---------- LISTED RECORDS

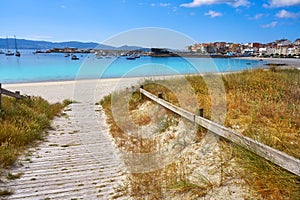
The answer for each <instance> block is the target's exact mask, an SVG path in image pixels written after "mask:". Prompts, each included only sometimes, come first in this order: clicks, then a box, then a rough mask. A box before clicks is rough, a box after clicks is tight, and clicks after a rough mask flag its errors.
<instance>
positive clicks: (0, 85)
mask: <svg viewBox="0 0 300 200" xmlns="http://www.w3.org/2000/svg"><path fill="white" fill-rule="evenodd" d="M1 109H2V84H1V83H0V110H1Z"/></svg>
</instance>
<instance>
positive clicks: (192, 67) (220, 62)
mask: <svg viewBox="0 0 300 200" xmlns="http://www.w3.org/2000/svg"><path fill="white" fill-rule="evenodd" d="M21 53H22V55H21V57H19V58H18V57H15V56H5V55H4V54H0V83H20V82H39V81H59V80H76V79H94V78H120V77H134V76H156V75H173V74H195V73H207V72H229V71H240V70H244V69H249V68H258V67H261V66H262V64H263V63H262V62H260V61H254V60H242V59H223V58H222V59H221V58H215V59H208V58H180V57H169V58H155V57H141V58H138V59H136V60H127V59H126V57H119V58H103V59H96V57H95V55H93V54H76V55H77V57H79V60H71V57H64V54H59V53H51V54H35V55H34V54H32V51H29V50H26V51H25V50H24V51H21Z"/></svg>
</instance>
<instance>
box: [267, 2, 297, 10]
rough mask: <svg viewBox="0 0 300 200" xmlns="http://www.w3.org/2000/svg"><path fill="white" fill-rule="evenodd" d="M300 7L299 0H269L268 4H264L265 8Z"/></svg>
mask: <svg viewBox="0 0 300 200" xmlns="http://www.w3.org/2000/svg"><path fill="white" fill-rule="evenodd" d="M295 5H300V0H269V4H264V7H266V8H274V7H275V8H276V7H277V8H278V7H286V6H295Z"/></svg>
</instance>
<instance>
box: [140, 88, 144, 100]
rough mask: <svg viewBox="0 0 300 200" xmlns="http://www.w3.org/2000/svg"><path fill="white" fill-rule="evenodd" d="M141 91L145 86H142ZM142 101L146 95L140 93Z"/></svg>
mask: <svg viewBox="0 0 300 200" xmlns="http://www.w3.org/2000/svg"><path fill="white" fill-rule="evenodd" d="M140 89H144V85H141V86H140ZM140 99H141V100H143V99H144V95H143V94H142V93H141V92H140Z"/></svg>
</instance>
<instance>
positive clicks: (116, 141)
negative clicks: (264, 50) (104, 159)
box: [101, 69, 300, 199]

--------------------

EXERCISE AIM:
How many lines of the material above contain the word "positive"? Reply with the number alone.

SOLVED EXERCISE:
3